**RECORDS SHOWN:**

######

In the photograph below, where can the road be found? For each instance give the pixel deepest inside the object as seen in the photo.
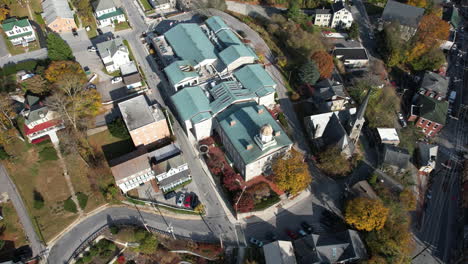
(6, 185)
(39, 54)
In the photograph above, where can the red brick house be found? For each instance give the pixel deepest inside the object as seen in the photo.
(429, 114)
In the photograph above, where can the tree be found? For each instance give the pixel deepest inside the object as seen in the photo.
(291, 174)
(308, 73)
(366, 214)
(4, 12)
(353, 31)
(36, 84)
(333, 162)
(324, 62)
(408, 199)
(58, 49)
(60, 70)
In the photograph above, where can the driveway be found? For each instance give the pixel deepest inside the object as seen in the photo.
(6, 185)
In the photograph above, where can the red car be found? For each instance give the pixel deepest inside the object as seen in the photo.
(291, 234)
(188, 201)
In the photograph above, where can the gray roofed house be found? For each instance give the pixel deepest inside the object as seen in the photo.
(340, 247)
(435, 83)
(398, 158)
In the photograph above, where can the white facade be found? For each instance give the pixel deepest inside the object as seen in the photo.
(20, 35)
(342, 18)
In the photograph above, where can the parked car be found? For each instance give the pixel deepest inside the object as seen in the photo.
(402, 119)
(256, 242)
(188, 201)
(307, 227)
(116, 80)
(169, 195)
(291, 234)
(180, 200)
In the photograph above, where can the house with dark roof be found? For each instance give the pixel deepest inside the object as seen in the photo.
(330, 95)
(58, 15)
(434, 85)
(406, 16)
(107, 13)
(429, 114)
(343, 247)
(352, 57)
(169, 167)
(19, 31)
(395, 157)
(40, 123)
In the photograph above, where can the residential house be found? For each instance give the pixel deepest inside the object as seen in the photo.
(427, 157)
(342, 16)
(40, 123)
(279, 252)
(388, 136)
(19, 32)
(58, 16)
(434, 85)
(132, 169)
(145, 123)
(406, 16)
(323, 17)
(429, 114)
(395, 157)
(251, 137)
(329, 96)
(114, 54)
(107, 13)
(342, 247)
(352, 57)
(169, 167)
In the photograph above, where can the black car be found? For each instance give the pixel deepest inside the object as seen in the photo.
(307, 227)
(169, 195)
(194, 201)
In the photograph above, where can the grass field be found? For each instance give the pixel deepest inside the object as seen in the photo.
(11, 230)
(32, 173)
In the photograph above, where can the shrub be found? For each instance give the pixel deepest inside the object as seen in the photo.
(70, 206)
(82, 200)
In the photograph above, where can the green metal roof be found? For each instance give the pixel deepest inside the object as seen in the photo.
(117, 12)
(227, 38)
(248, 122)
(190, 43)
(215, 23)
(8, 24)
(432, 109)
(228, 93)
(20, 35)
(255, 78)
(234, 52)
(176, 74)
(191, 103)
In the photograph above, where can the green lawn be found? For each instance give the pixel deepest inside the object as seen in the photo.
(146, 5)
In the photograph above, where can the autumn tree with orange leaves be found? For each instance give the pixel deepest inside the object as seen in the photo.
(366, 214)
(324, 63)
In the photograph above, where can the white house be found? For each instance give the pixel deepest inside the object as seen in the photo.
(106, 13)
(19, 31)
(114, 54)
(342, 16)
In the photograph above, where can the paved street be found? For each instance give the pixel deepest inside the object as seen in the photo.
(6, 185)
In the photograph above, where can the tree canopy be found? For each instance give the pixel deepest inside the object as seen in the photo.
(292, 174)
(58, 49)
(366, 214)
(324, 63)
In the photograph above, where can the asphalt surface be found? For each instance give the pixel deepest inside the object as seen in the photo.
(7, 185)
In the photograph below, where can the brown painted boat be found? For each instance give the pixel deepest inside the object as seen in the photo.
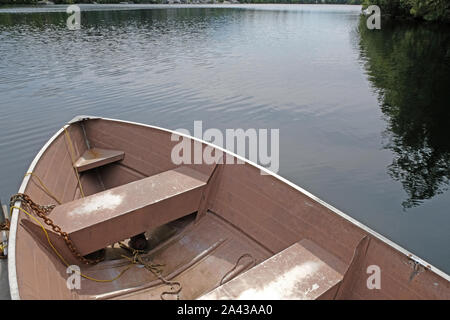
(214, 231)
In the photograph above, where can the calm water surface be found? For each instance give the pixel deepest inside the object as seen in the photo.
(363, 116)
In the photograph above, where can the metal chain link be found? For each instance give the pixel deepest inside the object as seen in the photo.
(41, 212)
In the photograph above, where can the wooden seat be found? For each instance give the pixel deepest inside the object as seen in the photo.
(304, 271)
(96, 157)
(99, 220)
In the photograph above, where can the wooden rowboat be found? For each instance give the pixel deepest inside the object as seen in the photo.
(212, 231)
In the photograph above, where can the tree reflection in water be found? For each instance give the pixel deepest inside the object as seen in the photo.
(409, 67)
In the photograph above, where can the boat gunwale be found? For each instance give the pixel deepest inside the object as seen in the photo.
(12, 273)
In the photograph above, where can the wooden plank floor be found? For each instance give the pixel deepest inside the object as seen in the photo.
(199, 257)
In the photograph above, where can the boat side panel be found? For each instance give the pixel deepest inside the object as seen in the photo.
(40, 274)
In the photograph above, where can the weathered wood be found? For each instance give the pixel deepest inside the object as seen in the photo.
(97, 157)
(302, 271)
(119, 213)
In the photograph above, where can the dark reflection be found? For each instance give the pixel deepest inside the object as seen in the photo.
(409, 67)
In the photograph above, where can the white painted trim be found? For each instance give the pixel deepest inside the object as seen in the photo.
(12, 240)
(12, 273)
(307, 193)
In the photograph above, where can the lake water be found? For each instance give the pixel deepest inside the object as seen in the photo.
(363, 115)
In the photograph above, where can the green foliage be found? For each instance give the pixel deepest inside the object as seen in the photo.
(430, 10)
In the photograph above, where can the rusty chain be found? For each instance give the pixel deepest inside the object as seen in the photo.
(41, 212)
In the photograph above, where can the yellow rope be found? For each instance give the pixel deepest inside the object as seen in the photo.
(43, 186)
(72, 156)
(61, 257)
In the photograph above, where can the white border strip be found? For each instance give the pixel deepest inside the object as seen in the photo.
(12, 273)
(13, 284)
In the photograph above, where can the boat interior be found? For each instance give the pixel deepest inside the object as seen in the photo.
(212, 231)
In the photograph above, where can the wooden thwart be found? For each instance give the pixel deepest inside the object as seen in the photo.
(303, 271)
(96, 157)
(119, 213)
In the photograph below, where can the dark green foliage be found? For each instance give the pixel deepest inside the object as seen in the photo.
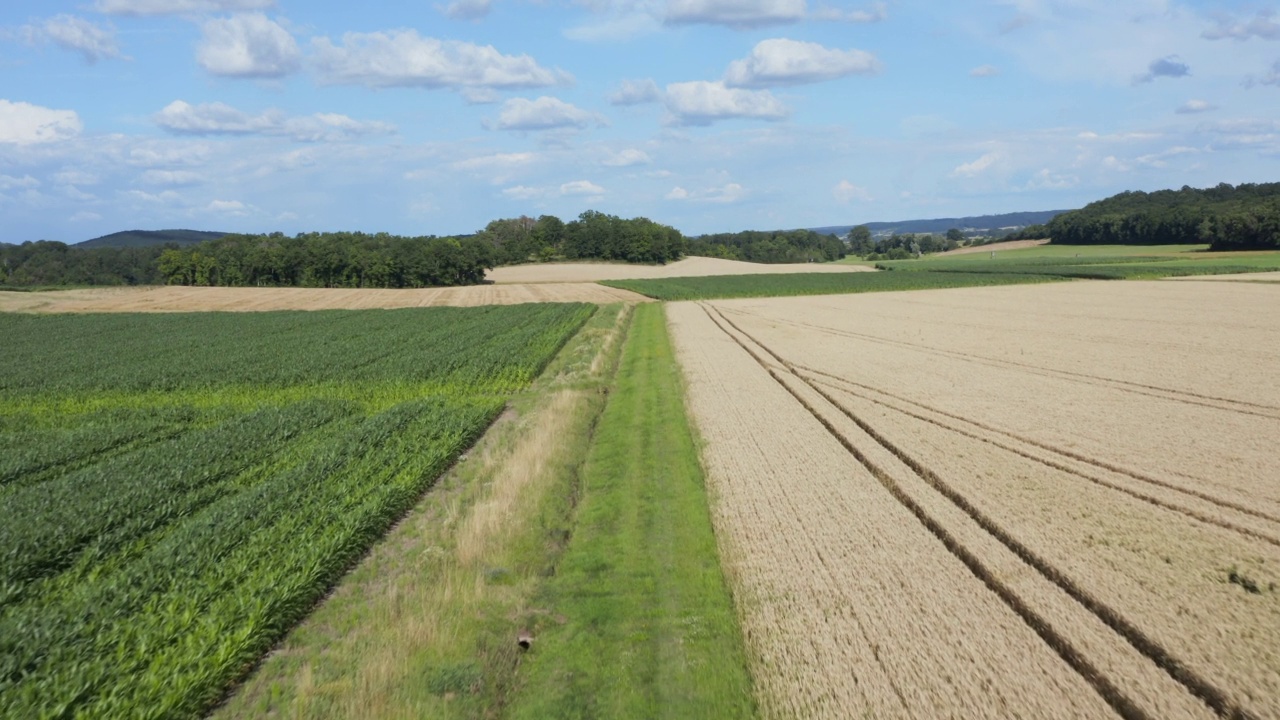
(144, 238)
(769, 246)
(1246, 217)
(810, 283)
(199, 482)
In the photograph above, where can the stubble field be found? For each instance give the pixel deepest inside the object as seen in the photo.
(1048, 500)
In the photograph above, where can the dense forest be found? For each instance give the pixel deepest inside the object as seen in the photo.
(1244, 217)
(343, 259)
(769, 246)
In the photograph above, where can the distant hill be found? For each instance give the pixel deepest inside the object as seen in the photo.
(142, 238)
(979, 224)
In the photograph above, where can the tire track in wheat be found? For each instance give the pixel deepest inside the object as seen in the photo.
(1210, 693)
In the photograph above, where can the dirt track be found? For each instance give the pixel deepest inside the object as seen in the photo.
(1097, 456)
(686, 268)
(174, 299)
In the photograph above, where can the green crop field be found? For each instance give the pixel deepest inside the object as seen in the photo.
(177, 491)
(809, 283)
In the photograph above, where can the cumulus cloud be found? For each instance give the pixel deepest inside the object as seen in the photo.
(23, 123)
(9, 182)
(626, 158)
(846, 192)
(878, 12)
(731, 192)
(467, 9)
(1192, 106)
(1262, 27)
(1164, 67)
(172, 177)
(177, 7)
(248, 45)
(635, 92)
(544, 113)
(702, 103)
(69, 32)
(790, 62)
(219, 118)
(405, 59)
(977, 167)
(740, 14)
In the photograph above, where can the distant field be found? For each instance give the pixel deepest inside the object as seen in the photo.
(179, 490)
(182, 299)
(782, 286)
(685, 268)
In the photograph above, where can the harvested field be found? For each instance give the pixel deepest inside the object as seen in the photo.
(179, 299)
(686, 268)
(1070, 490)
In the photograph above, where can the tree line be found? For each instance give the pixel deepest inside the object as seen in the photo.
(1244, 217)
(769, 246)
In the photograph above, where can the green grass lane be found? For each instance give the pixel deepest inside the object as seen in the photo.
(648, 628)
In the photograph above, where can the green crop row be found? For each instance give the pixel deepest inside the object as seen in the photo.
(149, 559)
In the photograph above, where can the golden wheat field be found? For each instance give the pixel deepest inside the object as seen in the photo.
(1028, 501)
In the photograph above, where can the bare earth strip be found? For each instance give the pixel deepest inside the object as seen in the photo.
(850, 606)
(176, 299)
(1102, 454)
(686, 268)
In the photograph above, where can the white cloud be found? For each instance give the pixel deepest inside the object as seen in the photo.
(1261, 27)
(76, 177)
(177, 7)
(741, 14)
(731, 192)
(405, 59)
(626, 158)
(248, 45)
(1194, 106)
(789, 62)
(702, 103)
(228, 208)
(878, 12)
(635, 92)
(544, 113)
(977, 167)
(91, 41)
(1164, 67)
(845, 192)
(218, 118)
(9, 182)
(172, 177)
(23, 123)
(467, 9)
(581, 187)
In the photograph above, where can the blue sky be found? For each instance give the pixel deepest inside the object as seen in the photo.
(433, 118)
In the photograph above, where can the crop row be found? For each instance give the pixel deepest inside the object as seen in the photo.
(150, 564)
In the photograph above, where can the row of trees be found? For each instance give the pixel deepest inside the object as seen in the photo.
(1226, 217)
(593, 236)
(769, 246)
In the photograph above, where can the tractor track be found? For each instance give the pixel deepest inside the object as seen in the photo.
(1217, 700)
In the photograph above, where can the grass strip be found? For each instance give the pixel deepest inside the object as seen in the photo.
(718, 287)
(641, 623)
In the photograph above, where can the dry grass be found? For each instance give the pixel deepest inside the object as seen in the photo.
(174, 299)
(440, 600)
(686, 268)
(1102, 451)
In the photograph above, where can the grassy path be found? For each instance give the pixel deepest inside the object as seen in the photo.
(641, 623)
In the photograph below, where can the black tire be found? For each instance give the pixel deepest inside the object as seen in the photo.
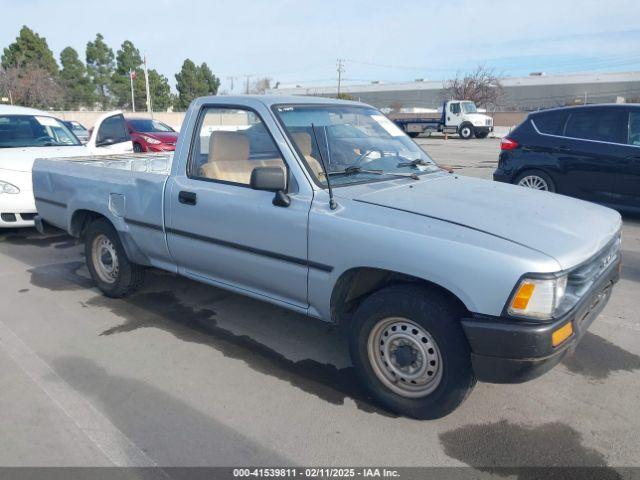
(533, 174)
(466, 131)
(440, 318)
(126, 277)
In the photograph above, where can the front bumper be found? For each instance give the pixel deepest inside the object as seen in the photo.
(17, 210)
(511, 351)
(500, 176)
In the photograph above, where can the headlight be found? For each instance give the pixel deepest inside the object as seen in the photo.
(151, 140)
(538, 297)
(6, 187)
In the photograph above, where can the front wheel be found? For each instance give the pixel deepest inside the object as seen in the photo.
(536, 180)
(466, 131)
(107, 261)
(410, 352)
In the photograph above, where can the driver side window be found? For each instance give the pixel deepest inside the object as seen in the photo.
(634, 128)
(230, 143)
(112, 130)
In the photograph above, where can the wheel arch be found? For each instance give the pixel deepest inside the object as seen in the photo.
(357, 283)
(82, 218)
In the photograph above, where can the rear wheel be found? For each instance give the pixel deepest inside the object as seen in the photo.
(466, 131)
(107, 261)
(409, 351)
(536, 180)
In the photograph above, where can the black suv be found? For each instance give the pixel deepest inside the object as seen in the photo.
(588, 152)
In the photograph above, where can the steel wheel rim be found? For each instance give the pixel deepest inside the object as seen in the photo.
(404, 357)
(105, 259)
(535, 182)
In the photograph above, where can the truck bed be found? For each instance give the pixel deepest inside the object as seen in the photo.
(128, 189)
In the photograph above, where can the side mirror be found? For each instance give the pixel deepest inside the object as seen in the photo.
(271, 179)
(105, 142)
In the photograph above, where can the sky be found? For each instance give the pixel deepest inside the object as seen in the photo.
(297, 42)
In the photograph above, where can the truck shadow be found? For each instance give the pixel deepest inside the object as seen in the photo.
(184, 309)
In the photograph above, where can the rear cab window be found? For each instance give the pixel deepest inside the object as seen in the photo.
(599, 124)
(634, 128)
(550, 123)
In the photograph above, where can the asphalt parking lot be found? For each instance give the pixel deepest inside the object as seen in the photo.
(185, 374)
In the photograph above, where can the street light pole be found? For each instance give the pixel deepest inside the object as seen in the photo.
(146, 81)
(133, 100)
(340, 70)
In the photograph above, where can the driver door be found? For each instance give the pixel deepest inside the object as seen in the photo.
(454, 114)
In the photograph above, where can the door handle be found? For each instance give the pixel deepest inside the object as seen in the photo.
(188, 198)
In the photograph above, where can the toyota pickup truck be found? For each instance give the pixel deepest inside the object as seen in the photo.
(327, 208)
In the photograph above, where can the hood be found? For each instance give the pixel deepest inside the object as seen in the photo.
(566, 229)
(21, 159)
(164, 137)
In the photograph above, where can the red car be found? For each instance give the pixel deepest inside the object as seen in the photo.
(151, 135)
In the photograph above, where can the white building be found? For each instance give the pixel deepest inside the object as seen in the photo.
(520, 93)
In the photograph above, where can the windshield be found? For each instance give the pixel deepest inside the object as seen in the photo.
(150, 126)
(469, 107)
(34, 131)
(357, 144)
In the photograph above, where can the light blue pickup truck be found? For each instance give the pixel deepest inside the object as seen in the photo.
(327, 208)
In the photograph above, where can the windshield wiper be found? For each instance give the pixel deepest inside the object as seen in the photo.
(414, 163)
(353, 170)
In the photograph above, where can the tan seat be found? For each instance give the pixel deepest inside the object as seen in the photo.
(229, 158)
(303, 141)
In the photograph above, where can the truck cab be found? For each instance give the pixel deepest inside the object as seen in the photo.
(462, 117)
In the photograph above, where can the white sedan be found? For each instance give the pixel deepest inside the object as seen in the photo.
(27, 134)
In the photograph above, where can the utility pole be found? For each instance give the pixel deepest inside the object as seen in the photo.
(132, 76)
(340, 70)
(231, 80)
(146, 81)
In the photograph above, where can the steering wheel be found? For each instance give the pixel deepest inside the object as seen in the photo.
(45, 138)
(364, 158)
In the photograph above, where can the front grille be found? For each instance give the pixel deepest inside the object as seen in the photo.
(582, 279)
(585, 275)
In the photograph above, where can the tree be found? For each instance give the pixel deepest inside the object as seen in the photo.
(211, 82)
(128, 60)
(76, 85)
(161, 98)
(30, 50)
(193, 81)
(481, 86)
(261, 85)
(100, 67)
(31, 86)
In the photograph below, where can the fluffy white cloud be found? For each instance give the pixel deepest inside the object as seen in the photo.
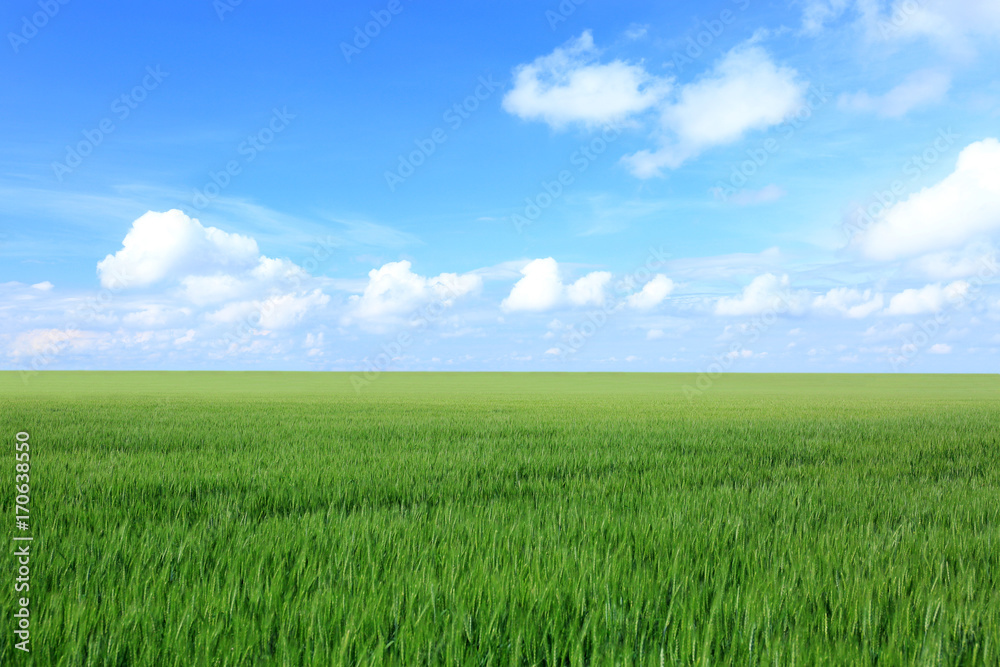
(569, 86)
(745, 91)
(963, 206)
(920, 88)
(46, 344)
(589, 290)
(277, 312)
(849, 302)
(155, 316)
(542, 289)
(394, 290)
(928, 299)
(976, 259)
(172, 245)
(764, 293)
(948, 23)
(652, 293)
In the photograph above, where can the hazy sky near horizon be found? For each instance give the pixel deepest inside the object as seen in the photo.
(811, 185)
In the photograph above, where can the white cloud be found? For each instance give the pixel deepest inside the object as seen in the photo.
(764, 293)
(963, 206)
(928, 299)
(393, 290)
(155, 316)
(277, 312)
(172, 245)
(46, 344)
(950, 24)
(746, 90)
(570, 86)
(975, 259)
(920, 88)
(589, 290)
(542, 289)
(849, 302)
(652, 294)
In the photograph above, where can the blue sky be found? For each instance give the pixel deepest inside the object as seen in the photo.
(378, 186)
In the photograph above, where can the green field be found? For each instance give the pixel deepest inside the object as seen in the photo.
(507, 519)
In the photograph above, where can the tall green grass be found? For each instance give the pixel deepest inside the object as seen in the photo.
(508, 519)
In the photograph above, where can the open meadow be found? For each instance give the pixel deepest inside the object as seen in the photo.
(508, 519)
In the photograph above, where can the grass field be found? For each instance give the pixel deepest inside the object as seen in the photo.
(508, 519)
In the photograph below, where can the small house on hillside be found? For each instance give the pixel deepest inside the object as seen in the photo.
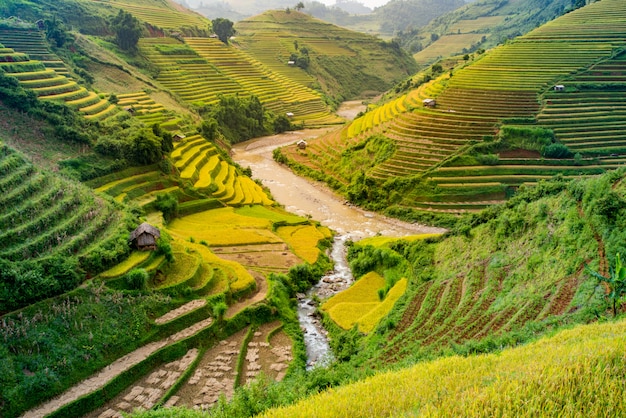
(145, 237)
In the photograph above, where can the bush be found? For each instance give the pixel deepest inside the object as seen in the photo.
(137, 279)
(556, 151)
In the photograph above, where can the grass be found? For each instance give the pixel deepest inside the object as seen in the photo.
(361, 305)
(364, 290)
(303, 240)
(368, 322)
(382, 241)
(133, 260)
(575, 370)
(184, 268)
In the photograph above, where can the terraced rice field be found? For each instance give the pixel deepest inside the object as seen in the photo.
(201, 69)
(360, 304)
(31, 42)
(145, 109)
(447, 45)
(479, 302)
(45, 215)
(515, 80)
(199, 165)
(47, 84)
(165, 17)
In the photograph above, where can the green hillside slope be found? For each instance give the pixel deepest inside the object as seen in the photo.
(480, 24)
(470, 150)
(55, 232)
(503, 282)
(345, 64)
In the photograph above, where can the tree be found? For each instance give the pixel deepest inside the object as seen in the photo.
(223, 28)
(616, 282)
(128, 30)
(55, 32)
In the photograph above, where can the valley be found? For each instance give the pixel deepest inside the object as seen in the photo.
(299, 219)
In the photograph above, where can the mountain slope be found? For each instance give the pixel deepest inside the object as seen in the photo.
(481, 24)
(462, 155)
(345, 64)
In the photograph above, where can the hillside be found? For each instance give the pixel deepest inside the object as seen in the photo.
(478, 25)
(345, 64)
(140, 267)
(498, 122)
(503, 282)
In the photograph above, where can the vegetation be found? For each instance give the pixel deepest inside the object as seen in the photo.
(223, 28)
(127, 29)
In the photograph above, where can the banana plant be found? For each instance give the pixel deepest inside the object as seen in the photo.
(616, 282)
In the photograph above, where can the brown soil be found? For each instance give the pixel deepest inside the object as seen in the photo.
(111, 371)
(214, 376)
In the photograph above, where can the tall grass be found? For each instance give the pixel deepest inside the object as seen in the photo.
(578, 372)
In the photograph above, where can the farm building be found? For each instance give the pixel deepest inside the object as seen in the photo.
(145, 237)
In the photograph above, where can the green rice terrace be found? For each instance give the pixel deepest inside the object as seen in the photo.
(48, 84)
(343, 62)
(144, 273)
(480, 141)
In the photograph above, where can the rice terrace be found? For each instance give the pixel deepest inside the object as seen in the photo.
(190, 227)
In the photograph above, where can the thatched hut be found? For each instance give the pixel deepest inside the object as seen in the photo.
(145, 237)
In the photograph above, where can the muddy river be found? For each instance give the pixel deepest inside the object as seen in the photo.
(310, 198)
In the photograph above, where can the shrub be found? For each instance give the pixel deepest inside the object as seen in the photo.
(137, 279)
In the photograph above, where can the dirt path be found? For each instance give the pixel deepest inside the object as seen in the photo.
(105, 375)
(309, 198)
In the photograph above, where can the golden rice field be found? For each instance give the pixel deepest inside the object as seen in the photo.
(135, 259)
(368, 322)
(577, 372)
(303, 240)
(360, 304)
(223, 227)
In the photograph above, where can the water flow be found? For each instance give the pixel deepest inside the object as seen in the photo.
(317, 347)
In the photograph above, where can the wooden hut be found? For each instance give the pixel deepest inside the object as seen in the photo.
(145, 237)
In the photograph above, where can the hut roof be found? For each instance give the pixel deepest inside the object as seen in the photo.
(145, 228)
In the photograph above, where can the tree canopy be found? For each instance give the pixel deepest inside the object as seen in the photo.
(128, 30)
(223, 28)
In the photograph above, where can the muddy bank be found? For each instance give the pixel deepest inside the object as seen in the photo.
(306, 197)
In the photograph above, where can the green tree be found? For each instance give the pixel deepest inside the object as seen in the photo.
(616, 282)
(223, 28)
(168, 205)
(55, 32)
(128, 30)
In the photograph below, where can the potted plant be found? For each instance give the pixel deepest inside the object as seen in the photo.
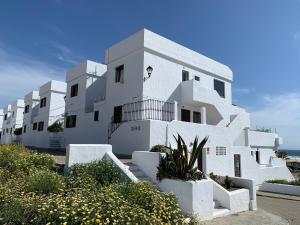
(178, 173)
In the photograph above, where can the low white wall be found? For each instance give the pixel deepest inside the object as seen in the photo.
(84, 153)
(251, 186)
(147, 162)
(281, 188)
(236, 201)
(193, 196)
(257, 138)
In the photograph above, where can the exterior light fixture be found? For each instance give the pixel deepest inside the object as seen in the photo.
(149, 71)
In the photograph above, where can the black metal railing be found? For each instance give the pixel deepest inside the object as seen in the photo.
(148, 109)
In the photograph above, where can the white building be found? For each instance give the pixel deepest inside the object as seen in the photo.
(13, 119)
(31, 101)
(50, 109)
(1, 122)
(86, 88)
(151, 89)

######

**REQUIRED TASK:** Omit all pictures and write out, exactly, only the lines from the line containing "In the photograph below, where can the potted" through the last line of the entries above.

**ANSWER:**
In the photograph below, where can the potted plant be found? For each instance give the pixel deepest inside the object as seen in the photo.
(178, 173)
In the photograph above, where can the low white wall be found? For each instance give the pixel deepest inside the object as seen in the photo.
(84, 153)
(251, 186)
(147, 162)
(281, 188)
(236, 201)
(193, 196)
(257, 138)
In the photograph above, where can the exterior light fixture be found? For each instance give the pixel deepest inside the object as seen in the photo.
(149, 71)
In the photograph above, where can the black metal railing be found? For each instance give the pixel deepest inside the object as seen in the photo.
(148, 109)
In the photograph above, where can the white building be found? For each instance give the pixel deepest inside the object as seen in the photo.
(13, 119)
(31, 101)
(50, 109)
(1, 122)
(86, 88)
(151, 89)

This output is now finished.